The lines to be copied run from the one containing "of the door" to the end of the material below; reproduce them exactly, including both ends, and nothing more.

* START *

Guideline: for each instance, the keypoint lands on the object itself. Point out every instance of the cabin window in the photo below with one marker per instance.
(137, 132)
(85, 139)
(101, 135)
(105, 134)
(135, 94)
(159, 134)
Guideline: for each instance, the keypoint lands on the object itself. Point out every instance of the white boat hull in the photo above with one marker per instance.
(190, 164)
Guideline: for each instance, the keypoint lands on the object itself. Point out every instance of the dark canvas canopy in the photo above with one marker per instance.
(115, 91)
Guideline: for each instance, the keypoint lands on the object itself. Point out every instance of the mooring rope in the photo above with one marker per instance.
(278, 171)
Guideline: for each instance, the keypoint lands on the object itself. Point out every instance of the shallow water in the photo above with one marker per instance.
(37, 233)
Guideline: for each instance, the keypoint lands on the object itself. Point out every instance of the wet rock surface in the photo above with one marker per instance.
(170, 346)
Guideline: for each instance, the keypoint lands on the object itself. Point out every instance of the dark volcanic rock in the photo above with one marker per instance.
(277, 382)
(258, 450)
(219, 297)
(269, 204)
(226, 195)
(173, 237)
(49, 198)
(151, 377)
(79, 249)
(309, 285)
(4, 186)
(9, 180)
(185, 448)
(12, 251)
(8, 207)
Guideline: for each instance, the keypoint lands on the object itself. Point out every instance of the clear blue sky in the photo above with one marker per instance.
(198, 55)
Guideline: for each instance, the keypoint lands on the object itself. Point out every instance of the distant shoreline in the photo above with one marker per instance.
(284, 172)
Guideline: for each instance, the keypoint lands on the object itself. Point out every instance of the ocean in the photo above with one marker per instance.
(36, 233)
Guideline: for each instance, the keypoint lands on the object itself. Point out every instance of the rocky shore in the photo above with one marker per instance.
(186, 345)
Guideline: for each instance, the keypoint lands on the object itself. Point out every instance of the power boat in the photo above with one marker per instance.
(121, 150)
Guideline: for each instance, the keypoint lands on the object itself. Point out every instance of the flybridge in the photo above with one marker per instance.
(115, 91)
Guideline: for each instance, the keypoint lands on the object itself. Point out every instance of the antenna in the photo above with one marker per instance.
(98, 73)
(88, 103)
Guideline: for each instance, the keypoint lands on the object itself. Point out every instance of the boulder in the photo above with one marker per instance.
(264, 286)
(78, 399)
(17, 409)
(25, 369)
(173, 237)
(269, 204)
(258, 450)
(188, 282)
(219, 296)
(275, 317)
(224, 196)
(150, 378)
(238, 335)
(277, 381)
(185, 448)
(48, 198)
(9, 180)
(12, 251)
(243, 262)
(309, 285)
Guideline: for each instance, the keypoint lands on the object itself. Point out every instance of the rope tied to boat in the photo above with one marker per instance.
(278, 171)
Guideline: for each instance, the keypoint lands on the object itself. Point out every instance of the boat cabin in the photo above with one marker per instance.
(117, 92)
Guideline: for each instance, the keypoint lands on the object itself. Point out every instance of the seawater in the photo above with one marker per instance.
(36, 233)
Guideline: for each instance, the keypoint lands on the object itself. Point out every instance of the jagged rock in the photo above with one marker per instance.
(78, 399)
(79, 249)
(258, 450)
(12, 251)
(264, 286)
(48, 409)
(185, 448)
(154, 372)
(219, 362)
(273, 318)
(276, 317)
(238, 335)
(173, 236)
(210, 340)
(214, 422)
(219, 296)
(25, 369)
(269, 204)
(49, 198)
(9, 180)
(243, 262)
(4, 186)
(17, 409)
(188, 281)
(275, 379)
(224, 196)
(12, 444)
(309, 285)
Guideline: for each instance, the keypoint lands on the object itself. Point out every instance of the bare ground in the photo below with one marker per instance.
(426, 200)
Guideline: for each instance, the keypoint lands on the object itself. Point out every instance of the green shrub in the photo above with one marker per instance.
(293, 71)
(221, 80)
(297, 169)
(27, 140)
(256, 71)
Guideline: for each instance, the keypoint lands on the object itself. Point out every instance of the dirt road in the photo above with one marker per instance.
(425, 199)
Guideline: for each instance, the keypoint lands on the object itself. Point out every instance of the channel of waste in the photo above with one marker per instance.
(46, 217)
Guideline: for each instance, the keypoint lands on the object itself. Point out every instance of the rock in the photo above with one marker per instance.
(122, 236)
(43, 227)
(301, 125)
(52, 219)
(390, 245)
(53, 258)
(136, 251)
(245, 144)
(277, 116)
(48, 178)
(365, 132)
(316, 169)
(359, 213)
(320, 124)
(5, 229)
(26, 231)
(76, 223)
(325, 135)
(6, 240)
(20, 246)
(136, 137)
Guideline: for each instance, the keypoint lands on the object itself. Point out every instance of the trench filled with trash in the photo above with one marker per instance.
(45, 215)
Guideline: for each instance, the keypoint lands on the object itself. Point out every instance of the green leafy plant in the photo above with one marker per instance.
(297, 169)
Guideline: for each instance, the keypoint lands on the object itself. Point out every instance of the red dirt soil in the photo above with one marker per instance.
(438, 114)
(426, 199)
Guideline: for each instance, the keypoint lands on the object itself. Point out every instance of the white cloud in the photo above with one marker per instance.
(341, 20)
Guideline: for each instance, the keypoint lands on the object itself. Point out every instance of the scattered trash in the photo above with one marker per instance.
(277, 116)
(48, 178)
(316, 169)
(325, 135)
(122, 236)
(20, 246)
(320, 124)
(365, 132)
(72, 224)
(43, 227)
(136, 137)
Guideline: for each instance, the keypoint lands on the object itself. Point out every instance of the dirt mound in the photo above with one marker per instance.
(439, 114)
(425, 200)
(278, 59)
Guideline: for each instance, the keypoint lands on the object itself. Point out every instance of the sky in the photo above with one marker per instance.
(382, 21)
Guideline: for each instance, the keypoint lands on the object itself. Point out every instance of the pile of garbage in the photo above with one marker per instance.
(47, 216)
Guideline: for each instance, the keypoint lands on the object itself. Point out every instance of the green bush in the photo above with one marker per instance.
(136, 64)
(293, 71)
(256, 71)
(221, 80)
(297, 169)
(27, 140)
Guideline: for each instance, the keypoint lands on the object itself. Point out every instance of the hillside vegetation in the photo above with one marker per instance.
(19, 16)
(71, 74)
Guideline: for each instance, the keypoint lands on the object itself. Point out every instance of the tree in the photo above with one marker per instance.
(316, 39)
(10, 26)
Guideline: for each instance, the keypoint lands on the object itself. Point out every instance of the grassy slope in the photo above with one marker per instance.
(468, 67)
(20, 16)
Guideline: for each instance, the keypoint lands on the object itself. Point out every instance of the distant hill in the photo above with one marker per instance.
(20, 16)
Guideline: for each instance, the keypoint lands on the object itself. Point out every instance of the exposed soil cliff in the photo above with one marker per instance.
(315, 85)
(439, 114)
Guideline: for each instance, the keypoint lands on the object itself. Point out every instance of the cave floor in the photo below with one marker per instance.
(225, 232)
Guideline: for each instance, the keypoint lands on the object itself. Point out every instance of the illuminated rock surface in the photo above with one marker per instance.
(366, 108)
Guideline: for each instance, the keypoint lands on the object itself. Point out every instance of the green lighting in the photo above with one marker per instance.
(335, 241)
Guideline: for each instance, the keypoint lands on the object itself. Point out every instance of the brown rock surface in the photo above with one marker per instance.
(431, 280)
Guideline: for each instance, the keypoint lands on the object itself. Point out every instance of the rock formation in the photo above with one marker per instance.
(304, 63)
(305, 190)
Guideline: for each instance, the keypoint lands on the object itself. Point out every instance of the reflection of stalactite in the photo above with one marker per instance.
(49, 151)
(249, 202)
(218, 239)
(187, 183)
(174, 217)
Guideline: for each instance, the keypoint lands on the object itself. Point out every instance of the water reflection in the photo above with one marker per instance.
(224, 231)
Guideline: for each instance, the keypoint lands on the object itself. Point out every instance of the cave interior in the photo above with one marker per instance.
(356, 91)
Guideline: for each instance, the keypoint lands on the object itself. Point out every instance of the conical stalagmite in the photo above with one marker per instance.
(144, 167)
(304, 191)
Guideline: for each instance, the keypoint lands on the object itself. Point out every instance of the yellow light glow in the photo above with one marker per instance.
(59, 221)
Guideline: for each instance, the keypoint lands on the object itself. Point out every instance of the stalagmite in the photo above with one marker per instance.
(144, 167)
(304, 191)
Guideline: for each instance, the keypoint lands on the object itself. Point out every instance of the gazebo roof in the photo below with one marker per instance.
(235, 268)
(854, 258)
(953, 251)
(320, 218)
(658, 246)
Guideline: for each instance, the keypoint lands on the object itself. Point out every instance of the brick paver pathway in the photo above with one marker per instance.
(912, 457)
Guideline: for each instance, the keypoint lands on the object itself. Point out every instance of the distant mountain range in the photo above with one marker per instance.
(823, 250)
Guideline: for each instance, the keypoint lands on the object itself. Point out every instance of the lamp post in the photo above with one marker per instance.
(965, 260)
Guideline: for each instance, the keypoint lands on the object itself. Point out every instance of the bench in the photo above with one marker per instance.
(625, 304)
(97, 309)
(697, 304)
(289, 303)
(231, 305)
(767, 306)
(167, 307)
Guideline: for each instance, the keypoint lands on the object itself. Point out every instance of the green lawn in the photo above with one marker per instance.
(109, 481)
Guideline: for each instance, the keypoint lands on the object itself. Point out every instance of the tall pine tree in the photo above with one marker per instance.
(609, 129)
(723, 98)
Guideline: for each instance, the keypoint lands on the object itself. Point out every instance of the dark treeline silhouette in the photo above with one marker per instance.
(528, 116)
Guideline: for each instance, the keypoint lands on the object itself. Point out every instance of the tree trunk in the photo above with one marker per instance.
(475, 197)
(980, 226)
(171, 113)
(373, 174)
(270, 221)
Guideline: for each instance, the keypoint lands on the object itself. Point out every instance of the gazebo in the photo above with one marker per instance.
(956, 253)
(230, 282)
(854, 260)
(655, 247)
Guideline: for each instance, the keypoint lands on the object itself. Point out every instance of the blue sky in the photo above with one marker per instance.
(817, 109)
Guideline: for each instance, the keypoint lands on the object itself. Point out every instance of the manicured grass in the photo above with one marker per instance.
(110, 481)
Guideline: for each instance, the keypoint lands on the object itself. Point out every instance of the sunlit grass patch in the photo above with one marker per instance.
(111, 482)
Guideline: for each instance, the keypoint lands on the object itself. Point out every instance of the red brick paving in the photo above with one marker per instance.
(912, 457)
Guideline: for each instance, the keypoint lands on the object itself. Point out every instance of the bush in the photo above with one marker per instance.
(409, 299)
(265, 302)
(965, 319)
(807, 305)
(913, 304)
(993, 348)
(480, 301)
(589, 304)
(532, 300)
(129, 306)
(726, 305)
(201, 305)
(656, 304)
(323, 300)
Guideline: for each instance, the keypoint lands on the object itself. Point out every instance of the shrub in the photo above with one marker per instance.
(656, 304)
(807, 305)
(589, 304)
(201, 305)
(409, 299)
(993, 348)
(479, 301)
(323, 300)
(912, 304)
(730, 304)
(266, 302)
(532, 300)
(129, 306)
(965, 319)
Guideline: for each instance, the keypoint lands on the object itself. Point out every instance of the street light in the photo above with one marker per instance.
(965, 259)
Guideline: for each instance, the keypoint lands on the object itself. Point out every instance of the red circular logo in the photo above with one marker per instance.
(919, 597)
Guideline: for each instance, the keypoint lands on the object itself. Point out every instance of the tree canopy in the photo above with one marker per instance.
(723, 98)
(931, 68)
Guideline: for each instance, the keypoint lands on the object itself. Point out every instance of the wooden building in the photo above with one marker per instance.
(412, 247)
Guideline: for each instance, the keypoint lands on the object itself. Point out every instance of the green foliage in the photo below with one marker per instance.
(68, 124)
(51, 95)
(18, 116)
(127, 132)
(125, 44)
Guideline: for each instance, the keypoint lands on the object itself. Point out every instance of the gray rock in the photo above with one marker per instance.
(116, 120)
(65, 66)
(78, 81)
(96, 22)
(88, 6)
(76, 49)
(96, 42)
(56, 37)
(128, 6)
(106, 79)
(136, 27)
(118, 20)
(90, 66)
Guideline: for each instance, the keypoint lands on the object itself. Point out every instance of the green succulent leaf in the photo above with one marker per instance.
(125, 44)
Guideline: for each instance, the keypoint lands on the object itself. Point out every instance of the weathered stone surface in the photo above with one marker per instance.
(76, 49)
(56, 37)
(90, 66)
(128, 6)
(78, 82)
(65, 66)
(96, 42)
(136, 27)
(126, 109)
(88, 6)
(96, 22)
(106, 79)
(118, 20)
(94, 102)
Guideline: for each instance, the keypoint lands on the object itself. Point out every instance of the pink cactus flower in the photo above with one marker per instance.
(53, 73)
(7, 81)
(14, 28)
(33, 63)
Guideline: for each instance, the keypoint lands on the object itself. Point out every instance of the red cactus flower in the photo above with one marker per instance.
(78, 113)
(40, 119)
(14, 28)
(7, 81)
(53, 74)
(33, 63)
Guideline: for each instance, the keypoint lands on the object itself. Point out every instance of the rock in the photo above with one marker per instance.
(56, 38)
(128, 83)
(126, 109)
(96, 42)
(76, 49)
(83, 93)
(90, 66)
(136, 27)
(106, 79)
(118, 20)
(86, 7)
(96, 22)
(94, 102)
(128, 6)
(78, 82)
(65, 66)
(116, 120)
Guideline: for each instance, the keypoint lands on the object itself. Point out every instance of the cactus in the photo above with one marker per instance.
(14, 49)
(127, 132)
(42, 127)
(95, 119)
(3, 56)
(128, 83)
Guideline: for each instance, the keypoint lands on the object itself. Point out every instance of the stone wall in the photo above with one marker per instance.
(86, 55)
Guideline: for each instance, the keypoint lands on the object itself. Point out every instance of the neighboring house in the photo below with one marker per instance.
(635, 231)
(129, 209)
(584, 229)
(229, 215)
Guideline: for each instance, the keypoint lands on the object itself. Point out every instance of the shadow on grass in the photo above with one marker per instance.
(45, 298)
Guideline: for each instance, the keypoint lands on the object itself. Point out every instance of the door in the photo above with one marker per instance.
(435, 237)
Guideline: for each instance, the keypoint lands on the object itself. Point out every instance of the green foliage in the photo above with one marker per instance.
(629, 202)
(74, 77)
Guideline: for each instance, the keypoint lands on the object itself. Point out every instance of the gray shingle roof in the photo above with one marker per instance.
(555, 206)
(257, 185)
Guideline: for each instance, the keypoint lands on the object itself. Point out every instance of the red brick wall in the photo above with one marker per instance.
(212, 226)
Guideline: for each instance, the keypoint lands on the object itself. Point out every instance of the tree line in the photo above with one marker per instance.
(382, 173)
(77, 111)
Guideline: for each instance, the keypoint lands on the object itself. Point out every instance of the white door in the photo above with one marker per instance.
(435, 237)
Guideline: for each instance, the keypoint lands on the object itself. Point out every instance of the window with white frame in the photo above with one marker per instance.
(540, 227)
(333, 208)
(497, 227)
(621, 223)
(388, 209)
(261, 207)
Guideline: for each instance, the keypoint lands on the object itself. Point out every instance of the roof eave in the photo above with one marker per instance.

* END *

● SOLUTION TO THE EXERCISE
Guideline: for each instance, the keypoint lands on the object itself. Point out every instance of the door in the photo above with one marker per instance.
(435, 237)
Guideline: for each instance, the keypoint lands on the object itself. Point out every instance of the green foliage in the photo above with one marker per instance.
(629, 202)
(74, 77)
Guideline: for each instance, the keypoint lands on the object itself. Point out every instance of the gray shingle roof in the photo above with one marker per instance.
(555, 206)
(257, 185)
Guideline: for each instance, the keypoint lands on the object itself. Point out every instance of the red brick wall in the photo above with one marker per instance.
(212, 226)
Guideline: for each instance, the keypoint lands on the object itself. Point out every instance of the tree line in the photo above with one marker per instance.
(382, 173)
(77, 111)
Guideline: for each instance, the keypoint lands on the object itself. Point out every instance of the white door in the photo above with one marker per instance.
(435, 237)
Guideline: for each instance, the keypoint lands on the object itself. Point out every instance of the window with white frame in the photo above with one marker per instance.
(540, 227)
(333, 208)
(497, 227)
(621, 223)
(388, 209)
(261, 207)
Guideline: for each instance, the keypoint lands on the object itself. Point out every instance of the roof eave in the photo above with one marker per instance.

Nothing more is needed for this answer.